**YOUR GOAL**
Rewrite the entries below as a JSON list of strings, one string per line, with blank lines omitted and the pictures left out.

**PROVIDED DATA**

-*-*-

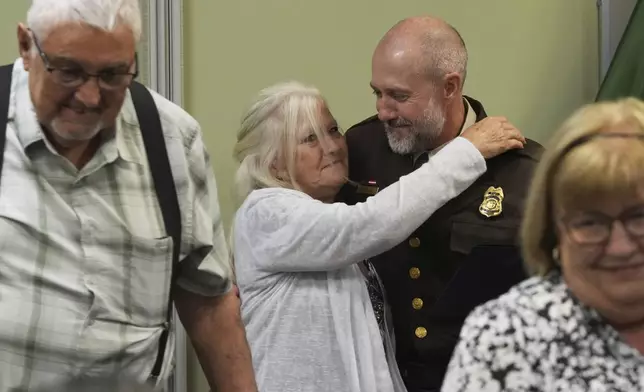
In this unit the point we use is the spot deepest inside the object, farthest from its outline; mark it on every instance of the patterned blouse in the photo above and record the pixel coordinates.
(538, 337)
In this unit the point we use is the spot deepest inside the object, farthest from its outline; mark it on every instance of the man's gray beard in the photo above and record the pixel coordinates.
(422, 134)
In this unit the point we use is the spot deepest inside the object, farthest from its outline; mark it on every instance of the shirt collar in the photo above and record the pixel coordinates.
(22, 113)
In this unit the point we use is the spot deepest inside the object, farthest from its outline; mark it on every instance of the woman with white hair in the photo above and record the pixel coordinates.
(305, 304)
(578, 324)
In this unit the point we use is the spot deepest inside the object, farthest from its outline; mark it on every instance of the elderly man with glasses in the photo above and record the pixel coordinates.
(108, 213)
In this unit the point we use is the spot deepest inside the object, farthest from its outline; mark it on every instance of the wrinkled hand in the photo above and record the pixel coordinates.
(493, 136)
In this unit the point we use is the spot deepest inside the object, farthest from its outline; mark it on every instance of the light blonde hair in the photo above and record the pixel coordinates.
(577, 169)
(270, 132)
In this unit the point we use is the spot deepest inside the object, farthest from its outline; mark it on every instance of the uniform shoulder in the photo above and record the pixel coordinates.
(532, 150)
(364, 125)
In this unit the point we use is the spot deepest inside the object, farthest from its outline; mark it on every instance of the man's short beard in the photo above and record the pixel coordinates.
(422, 133)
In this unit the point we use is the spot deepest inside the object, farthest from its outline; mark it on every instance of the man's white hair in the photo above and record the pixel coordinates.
(45, 15)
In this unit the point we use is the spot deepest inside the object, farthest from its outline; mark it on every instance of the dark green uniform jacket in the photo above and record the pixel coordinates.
(465, 254)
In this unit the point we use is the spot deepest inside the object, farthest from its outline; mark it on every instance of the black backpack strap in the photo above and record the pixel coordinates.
(5, 95)
(148, 114)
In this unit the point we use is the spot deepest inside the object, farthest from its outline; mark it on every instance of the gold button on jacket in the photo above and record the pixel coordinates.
(420, 332)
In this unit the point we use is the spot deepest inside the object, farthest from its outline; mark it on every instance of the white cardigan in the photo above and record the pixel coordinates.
(305, 304)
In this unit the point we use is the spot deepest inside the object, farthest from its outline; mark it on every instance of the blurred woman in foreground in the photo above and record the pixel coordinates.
(578, 325)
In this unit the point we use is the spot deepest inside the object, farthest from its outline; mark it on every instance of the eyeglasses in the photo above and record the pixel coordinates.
(74, 77)
(594, 228)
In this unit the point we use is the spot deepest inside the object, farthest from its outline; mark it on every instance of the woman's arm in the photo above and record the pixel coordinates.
(286, 230)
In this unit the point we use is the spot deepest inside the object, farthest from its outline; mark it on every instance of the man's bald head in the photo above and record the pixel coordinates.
(428, 43)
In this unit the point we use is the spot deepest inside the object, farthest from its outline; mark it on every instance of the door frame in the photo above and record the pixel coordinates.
(165, 38)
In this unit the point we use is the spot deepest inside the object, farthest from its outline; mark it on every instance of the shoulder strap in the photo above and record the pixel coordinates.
(5, 95)
(148, 114)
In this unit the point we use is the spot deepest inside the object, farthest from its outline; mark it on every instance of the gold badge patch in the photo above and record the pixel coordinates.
(492, 204)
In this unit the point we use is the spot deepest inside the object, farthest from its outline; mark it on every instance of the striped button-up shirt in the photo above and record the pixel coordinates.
(85, 261)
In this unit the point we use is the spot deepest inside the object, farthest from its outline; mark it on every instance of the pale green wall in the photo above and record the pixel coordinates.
(531, 60)
(13, 12)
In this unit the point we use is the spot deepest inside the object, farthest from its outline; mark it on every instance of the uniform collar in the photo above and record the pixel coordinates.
(122, 142)
(469, 119)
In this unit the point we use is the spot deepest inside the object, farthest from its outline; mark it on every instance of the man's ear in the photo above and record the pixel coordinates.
(25, 43)
(453, 84)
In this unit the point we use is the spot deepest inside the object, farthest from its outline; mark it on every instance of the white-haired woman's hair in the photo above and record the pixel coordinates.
(269, 133)
(44, 15)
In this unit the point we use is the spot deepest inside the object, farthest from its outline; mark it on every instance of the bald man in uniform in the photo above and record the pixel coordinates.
(467, 252)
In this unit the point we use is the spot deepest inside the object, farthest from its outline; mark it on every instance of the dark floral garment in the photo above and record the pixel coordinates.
(538, 337)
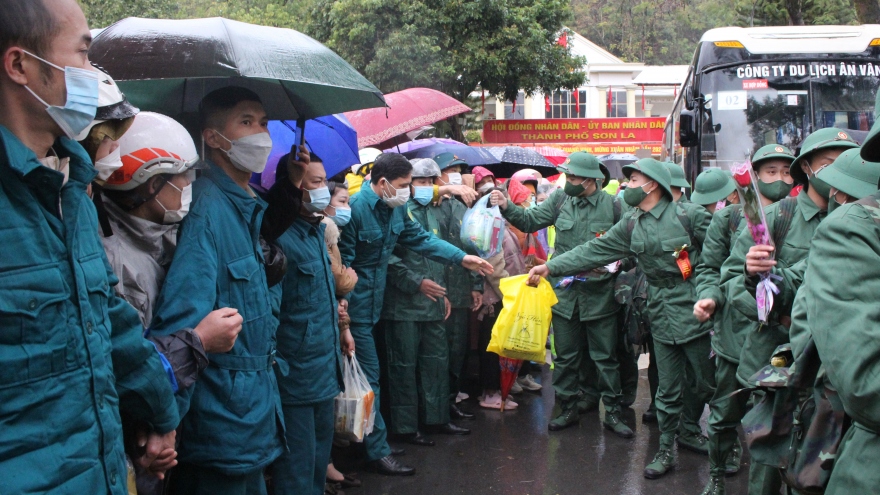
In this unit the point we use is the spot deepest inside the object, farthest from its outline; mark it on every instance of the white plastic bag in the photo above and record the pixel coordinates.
(482, 228)
(355, 415)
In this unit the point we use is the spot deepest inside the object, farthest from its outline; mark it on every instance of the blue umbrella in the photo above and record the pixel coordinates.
(330, 137)
(472, 155)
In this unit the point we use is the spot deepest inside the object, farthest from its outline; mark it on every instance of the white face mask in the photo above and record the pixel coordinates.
(249, 153)
(176, 216)
(109, 164)
(400, 197)
(454, 178)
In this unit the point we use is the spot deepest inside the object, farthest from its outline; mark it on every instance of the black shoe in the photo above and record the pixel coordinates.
(418, 438)
(390, 466)
(456, 412)
(450, 429)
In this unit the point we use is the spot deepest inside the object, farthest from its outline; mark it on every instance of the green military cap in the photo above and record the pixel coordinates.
(677, 175)
(852, 174)
(583, 164)
(771, 151)
(829, 137)
(652, 169)
(446, 160)
(712, 186)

-*-*-

**ANSWER BELOW**
[
  "In this unit the point we use is the spot deepest inside the object, farthest from its outline; mark it on every instance of the patterned blouse in the photo above and record the pixel coordinates.",
  "(538, 337)",
  "In this unit the point we use is the spot deepest inside the object, farthest from its outline; mark it on every instance of the man's gray beard in the photo above and record the pixel coordinates.",
  "(422, 134)",
  "In this unit the point we use is the spot deepest inside the object, farthest from its outline; mark it on every instance of the shirt collar in the photo above and record the pixel coordinates.",
  "(22, 113)",
  "In this unit the point we use is the spot deepest inside the object, farthest from its outline; mark it on every instance of the woman with white hair in the photo above and record the pixel coordinates.",
  "(305, 304)",
  "(578, 324)",
  "In this unit the point we use is the spot deepest inside the object, farthest from its outline; mark it on every instance of the elderly man with glasses in the photo above and record the pixel coordinates.",
  "(108, 213)",
  "In this unit the point we use is the spot deepest inside the object, farthest from its outline; mark it on every instance of the wrinkled hand in the photo above and record the pixel coordinates.",
  "(493, 136)",
  "In this unit the point we use is the spot deepest inside the object, farthest from its outline; mark it on every instance of the light blonde hair in the photo above and record the pixel coordinates.",
  "(577, 169)",
  "(270, 132)",
  "In this unit the point we use is the spot deepest inside the object, farthest from its outline; mark it on every instance of the uniform shoulder in the photo above and record the pixel coordinates.",
  "(532, 150)",
  "(364, 125)",
  "In this unit the point we use is the spot deepest inside the object, farthest from its outline; mark it on every instance of the man's short beard in the photo above and record the pixel coordinates.",
  "(422, 133)",
  "In this unit the point we use is the spot deepest inside the object, farthest from its outline; mark it on every instance of the man's white hair in the photo above and record the pixel coordinates.",
  "(45, 15)",
  "In this unit the point we use is the spot deepest inside the object, farthest from its outline; mark it on every instance of the dark green uniform jacket in the photo above and record the pixel coordinates.",
  "(465, 254)",
  "In this unit the point we use is the spot deepest inside the object, farthest from its outline; mark it on every instance of the black backpack strap in the photo above and record the pixel coordinates.",
  "(5, 95)",
  "(148, 114)",
  "In this unit the point we use is the spot deepest inside the object, farthest from its outline; mark it on every instance of the gold button on jacket in the photo above and record the pixel coordinates.",
  "(420, 332)",
  "In this unit the point we use is the spot deepest inside the object, farthest from its outline; mark it on every instance of the white cardigan in the photo above and record the pixel coordinates.",
  "(305, 304)",
  "In this unit the point we use is the spot deepest inside the object, farthest from its outline; mark it on every instance of the blurred woman in foreground in the photo above and record the pixel coordinates.",
  "(578, 325)",
  "In this unit the point we use is the spot deepest inside the object, farthest from its outline; mark it on every instance of the eyeglasses in the photo above and record the pixel coordinates.",
  "(74, 77)",
  "(594, 228)",
  "In this unit the point we use is the spot deepest inside the object, farthest from its outline; mark it on every instance of the woman's arm in the photo above and record the pixel coordinates.",
  "(286, 230)",
  "In this unit the point we use is the spot deepest inside the object, farthest from its outline; mark it on every instance of the man's bald head in the photo above and record the pixel coordinates.",
  "(428, 43)",
  "In this unit the point we use is the spot deepest inside the object, farthest from its outline; mark it on every instance of the door frame in the photo above and record the pixel coordinates.",
  "(165, 38)",
  "In this unit the point we use is the spot deepest inside the object, farthest from its outline; mark it on every instance of the shoulder strap in the photo above and record the pixel coordinates.",
  "(5, 95)",
  "(148, 114)",
  "In this unit the point we use is the spot deepest inside the object, farthest from its outline; mark it on every instance of the gold badge patch in the photo above and record the pixel coordinates.",
  "(492, 204)",
  "In this unit the point we use is the spot deepest inside the object, farthest from its outline; mark it on every instance of the striped button-up shirt in the photo above and record the pixel coordinates.",
  "(85, 261)",
  "In this unit the point we use is the spot deepest inside the object, farthest from its outline; mark it on every instance of the pale green wall in the photo above and record the pixel coordinates.",
  "(531, 60)",
  "(13, 12)",
  "In this unit the point we use is the spot deepest inside the object, farthest from its outline; mark it on every instance of the uniform collar in the photo above and record the pixel coordinates.",
  "(122, 142)",
  "(469, 119)",
  "In this unit the point we use is the spot deepest inside the object, farthest from its outline; mark it on every instance of the man's ear in the photo above and record the pixel coordinates.",
  "(25, 43)",
  "(453, 84)",
  "In this unit the point we use is the spot deepest inside the object, farthest from its outline; mark it on every instance of the white-haired woman's hair in the photo above and record the pixel coordinates.",
  "(269, 133)",
  "(44, 15)",
  "In this unit the point we use is the spot deepest inside the object, farthest from its outline; mark it on every instance of the bald man in uniform in the photo above and record the pixel coordinates.",
  "(467, 252)",
  "In this unit the point we use is the spot deepest inside the object, farthest from its outline; mark it on every instance of the dark floral garment in the photo above and record the pixel coordinates.",
  "(538, 337)",
  "In this unit the point we use is the spot deepest inside the object, farthest from its outline; mark it on every instance of the white plastic bag in the photo above and record the pixel coordinates.",
  "(482, 228)",
  "(355, 415)",
  "In this unit the point we use is the spot deepest inside the object, farthest from its outline; mark it on every instance of the blue umbrella in the photo above and record the pixel coordinates.",
  "(330, 137)",
  "(472, 155)",
  "In this unit the point we use is the spot deepest inside the object, farthest from its outline; mark it on every instance of the white face mask in the photo above and record the pixel coordinates.",
  "(249, 153)",
  "(176, 216)",
  "(109, 164)",
  "(400, 197)",
  "(454, 178)",
  "In this unit the point we use is the spot deepest inside the object, farthest from its outline; mark it on every instance of the black shoe in the photo above and record the pixel coordinates.",
  "(418, 438)",
  "(390, 466)",
  "(456, 412)",
  "(450, 429)",
  "In this unit the point we use is the spot deepest inside the object, farthest from its outline; mark it on every instance of the green military cap in the photo above and record the pixel coordinates.",
  "(677, 175)",
  "(852, 174)",
  "(583, 164)",
  "(771, 151)",
  "(829, 137)",
  "(652, 169)",
  "(446, 160)",
  "(712, 186)"
]